Work required: Every line of the records counts; transcribe each one exactly.

Material for the task:
************

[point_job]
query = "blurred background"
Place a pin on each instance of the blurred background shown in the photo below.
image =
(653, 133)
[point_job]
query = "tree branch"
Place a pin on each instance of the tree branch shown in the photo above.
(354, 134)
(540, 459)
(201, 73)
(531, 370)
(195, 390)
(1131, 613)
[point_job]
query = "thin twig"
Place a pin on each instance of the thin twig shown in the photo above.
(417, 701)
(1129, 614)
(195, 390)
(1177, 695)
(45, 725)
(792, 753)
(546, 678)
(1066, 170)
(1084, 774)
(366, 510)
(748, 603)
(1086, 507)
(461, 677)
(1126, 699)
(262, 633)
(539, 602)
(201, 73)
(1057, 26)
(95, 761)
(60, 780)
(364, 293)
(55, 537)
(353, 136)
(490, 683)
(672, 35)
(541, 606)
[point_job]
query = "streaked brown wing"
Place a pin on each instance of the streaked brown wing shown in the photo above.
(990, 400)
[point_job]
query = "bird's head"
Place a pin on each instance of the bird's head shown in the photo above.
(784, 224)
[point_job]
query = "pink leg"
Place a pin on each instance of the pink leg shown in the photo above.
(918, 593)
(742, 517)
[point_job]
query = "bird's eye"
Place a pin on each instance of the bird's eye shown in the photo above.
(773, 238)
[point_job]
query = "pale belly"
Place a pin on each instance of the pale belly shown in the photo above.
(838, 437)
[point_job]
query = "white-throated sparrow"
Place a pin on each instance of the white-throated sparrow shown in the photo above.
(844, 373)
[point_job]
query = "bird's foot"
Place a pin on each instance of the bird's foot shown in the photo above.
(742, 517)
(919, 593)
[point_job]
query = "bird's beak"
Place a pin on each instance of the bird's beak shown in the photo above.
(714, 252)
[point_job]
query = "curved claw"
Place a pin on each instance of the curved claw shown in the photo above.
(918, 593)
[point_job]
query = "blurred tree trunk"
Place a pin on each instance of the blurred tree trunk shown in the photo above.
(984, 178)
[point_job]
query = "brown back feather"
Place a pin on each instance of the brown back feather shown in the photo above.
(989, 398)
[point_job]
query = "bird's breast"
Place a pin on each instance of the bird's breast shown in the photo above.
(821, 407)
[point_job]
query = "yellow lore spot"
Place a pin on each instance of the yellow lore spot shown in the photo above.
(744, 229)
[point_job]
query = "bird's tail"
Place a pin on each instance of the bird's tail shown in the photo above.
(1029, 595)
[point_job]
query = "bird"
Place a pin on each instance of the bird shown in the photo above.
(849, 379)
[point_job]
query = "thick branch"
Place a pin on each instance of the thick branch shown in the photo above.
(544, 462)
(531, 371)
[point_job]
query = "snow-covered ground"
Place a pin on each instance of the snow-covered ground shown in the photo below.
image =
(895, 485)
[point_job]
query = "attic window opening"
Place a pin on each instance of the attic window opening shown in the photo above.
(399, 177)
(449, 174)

************

Your response:
[point_job]
query = "blurred background"
Place a pin on each instance of the blurred background shown in the photo below.
image =
(653, 133)
[point_job]
query = "tree branch"
Place a pin on each instance of the tree branch shown in the photo above.
(354, 134)
(540, 459)
(201, 73)
(531, 370)
(195, 390)
(1131, 613)
[point_job]
query = "thin twig"
Place a pin on each instance of the thin twig shown in the photo above.
(417, 701)
(1129, 614)
(195, 390)
(1177, 695)
(45, 725)
(792, 753)
(546, 678)
(1066, 170)
(1084, 774)
(366, 510)
(748, 603)
(1086, 507)
(461, 677)
(1126, 699)
(262, 633)
(539, 602)
(201, 73)
(1057, 26)
(95, 761)
(60, 780)
(364, 293)
(55, 537)
(353, 136)
(490, 683)
(672, 35)
(541, 606)
[point_job]
query = "streaked brown wing"
Place a pin on each instance of the streaked brown wing shown in the photo above.
(990, 400)
[point_job]
query = "bird's head"
Place a pin on each instance of the bird's head shown in the photo above.
(784, 224)
[point_job]
query = "pink leg"
Place a pin on each instance of the pink leg shown in the photo above.
(918, 593)
(742, 517)
[point_job]
query = "bird's eye"
Place a pin on each instance of the bird's eye shown in the photo above.
(773, 238)
[point_job]
query = "pale belly"
Place a pin on each instance of the pale belly shown in the photo above.
(838, 437)
[point_job]
query = "white-throated sparrow"
Place a pin on each instance of the white-throated sparrow shown in the photo above.
(844, 373)
[point_job]
query = "bird's foot"
Place a pin on each instance of the bird's foot shown in the photo above.
(742, 517)
(919, 593)
[point_job]
query = "bird's beak"
Place a pin on each instance of the bird's beak shown in the photo above.
(714, 252)
[point_job]
query = "curved claw"
Place a pin on each instance of the curved claw shown in the photo above.
(918, 593)
[point_job]
query = "blurred tree trunk"
Place a pin on each instance of the blurred tree trunk shown in the photo above.
(984, 178)
[point_job]
query = "brown back feather"
Place a pin on each instance of the brown back feather shown in the photo above.
(989, 398)
[point_job]
query = "bird's breast"
Place a pin on each instance of the bird's breast shown in the photo above.
(821, 407)
[point_job]
query = "yellow lore spot"
Place a pin on each instance of the yellow lore spot shown in the photo above.
(744, 229)
[point_job]
query = "bird's tail"
Place a pin on each instance of the bird's tail shown in the photo above.
(1029, 595)
[point_job]
query = "bird"
Place a pin on each instance of the bird shown in the photo above.
(849, 379)
[point_job]
query = "thick branch"
Place a pin on each instance of the thick branch shown in the photo above.
(544, 462)
(531, 371)
[point_job]
query = "snow-covered ground"
Place a pin on each instance of the snow-covered ground shown in the photo below.
image =
(895, 485)
[point_job]
query = "attic window opening"
Place a pin on each instance of the attic window opening shown in the photo above.
(399, 177)
(449, 174)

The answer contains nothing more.